Source text Block Start

What I noted down: "Boltzmann reached the answer by a new route, from probability theory, and that route was fundamental for Planck, since whose work it has been standard." So a route to solving a problem became someone else's route for solving another problem, and since then, that route has become standard - that is, it is a... well, what's the word I'm looking for?
iii: "he mentally subdivided that energy into little cells or elements of size e... distributing the molecules at random among these cells... the last cell (energy E)... the first cell (energy 0)..."
None of the words Mark bolded inherently have anything to do with similitude or metaphor, so again I suspect that Mark is bolding them in anticipation of Boltzmann's work becoming a something-or-other for Planck and these same words therefore reappearing in Planck's work. (I guess calling subdivisions "cells" could be metaphoric (it's coincidental that Volta called something very different a "cell" in the previous example).)
P26:
What I noted down: "That way of solving the problem was invented in 1877, and twenty-three years later, at the end of 1900, Max Planck applied it to an apparently rather different problem, black-body radiation."
i: "To analyze that situation, P imagined a container or cavity filled with radiation, that is, with light, heat, radio waves, and so on. In addition, he supposed that the cavity contained a lot of what he called 'resonators' (think of them as tiny electrical tuning forks, each sensitive to radiation at one frequency, not at others)."
Except for "tiny electrical tuning forks" there's nothing metaphoric about any of these words either, but bolding them highlights that what Planck is doing is conceiving a way to make the black-body radiation problem resemble Boltzmann's problem about the entropy of gases and the velocity distribution of their molecules, since by doing so Planck therefore believes he'll have a method for solving the black-body radiation problem.
ii: "Roughly speaking, he used probability theory to find the proportion of resonators that fell in each of the various cells"
And I kept going with the sentence: "just as Boltzmann had found the proportion of the molecules.
iii: "cell size e"
iv: "an infinity of satisfactory values"
Don't know Mark's thought in including these in particular, though he's probably highlighting the reappearance of "cell size." "Infinity of satisfactory values" points out a feature of Boltzmann's derivation that Planck discovered had to be different in his own, where there could only be one cell size.

Source text Block End
Stored data Block Start

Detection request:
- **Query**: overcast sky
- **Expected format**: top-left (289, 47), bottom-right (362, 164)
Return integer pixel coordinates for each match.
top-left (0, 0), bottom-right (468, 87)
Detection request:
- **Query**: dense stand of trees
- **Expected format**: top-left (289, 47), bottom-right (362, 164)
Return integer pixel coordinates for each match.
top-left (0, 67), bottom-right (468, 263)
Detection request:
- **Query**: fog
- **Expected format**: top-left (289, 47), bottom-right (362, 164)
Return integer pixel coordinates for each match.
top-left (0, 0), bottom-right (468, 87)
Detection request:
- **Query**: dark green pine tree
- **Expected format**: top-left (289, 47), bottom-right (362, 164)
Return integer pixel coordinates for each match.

Stored data Block End

*How to complete this task:* Write out the passage from the notes on Boltzmann and Planck verbatim, starting with "Don't know Mark's" and ending after "one cell size.".

*Result:*
Don't know Mark's thought in including these in particular, though he's probably highlighting the reappearance of "cell size." "Infinity of satisfactory values" points out a feature of Boltzmann's derivation that Planck discovered had to be different in his own, where there could only be one cell size.